§ **What needs to be done**
Give the listing again exactly, omitting its images.

§ **Available data**
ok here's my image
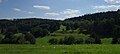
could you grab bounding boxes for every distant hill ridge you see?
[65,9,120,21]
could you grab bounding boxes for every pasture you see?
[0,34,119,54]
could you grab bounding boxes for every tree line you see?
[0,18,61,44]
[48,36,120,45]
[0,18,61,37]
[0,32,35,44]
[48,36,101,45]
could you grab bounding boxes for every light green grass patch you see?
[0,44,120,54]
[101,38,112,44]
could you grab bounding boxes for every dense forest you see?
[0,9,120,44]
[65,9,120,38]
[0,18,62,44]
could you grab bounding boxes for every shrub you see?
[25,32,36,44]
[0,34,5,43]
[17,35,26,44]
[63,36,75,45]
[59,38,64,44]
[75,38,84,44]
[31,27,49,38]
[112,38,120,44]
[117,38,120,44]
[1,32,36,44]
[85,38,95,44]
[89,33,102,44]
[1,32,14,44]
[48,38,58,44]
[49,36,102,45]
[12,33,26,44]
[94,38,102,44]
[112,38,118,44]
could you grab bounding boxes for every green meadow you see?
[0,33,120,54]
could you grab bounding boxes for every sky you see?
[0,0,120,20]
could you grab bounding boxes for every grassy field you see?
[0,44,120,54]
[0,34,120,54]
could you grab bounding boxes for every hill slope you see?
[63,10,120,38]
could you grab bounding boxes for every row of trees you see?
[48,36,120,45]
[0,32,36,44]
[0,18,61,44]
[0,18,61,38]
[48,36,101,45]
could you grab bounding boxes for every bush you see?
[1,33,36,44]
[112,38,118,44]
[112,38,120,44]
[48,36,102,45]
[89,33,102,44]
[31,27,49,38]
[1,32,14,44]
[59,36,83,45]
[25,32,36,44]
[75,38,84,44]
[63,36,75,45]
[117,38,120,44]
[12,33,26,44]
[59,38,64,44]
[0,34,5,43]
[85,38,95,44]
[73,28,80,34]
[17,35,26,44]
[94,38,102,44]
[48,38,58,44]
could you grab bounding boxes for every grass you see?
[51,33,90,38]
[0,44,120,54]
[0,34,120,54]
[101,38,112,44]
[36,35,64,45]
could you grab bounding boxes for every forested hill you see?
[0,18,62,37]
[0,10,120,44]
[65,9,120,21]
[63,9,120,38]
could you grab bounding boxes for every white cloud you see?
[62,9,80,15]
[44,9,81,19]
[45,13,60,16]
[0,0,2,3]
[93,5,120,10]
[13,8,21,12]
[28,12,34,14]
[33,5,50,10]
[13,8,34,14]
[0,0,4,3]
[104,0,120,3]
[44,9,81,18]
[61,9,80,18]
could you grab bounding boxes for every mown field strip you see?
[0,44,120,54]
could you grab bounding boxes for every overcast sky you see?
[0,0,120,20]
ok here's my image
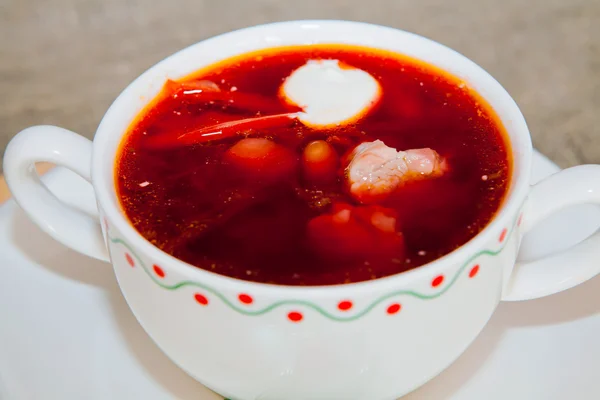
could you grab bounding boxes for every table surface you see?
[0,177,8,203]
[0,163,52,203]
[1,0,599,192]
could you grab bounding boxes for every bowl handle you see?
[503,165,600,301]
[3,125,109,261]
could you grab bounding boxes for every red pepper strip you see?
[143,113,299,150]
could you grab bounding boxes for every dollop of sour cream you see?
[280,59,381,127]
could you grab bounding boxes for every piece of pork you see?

§ **Output of the task**
ok here's my image
could you grab bounding boxes for every distant hill ridge you see?
[65,9,120,21]
could you grab bounding boxes for every pasture you see?
[0,34,119,54]
could you grab bounding boxes for every tree line you see?
[0,18,61,44]
[48,36,120,45]
[0,18,61,37]
[0,32,35,44]
[48,36,101,45]
could you grab bounding boxes for every light green grass patch you see?
[0,44,120,54]
[101,38,112,44]
could you grab bounding boxes for every dense forest you see?
[0,9,120,44]
[65,9,120,38]
[0,18,62,44]
could you grab bounding boxes for every shrub you see?
[25,32,36,44]
[0,34,5,43]
[17,35,26,44]
[63,36,75,45]
[59,38,64,44]
[75,38,84,44]
[31,27,49,38]
[112,38,120,44]
[117,38,120,44]
[1,32,36,44]
[85,38,95,44]
[89,33,102,44]
[1,32,14,44]
[48,38,58,44]
[49,36,102,45]
[12,33,26,44]
[94,38,102,44]
[112,38,118,44]
could you grab bounding boxes for every green meadow you see?
[0,33,120,54]
could you grab bounding boxes for every sky you see?
[0,0,120,20]
could you grab bounding boxes for every grassy field you see?
[0,44,120,54]
[0,34,120,54]
could you grab bounding boxes for every hill slope you see?
[63,10,120,38]
could you grab bounding boxes for every row of trees you see?
[48,36,120,45]
[0,32,36,44]
[0,18,61,44]
[0,18,61,38]
[48,36,101,45]
could you grab bounding boxes for every bush you see?
[1,33,36,44]
[112,38,118,44]
[112,38,120,44]
[48,36,102,45]
[89,33,102,44]
[31,27,49,38]
[1,32,14,44]
[59,36,83,45]
[25,32,36,44]
[75,38,84,44]
[63,36,75,45]
[117,38,120,44]
[12,33,26,44]
[59,38,64,44]
[0,34,5,43]
[85,38,95,44]
[73,28,80,34]
[17,35,26,44]
[94,38,102,44]
[48,38,58,44]
could you grab bounding boxes for every grass you see?
[51,33,90,38]
[0,44,120,54]
[0,34,120,54]
[101,38,112,44]
[36,35,64,45]
could you grab bounding boxes for every forested hill you see?
[0,18,62,37]
[0,10,120,44]
[65,9,120,21]
[63,9,120,38]
could you grab bounding boxes for every white cloud you see?
[62,9,80,15]
[44,9,81,19]
[45,13,60,16]
[0,0,2,3]
[93,5,120,10]
[13,8,21,12]
[28,12,34,14]
[33,5,50,10]
[13,8,34,14]
[0,0,4,3]
[104,0,120,3]
[44,9,81,18]
[61,9,80,18]
could you grab bounding boxes for every mown field strip you see?
[0,44,120,54]
could you grab bounding boxes for every overcast sky you see?
[0,0,120,20]
ok here's my image
could you grab bounding boxes for every table surface you see?
[0,177,8,203]
[0,163,52,203]
[1,0,599,192]
could you grab bounding boxes for every bowl handle you see?
[503,165,600,301]
[3,125,109,261]
could you grab bounding boxes for every red pepper strip you see?
[143,113,299,150]
could you grab bounding boxes for every dollop of sour cream you see?
[280,59,381,127]
could you grab bounding boxes for every piece of pork you see?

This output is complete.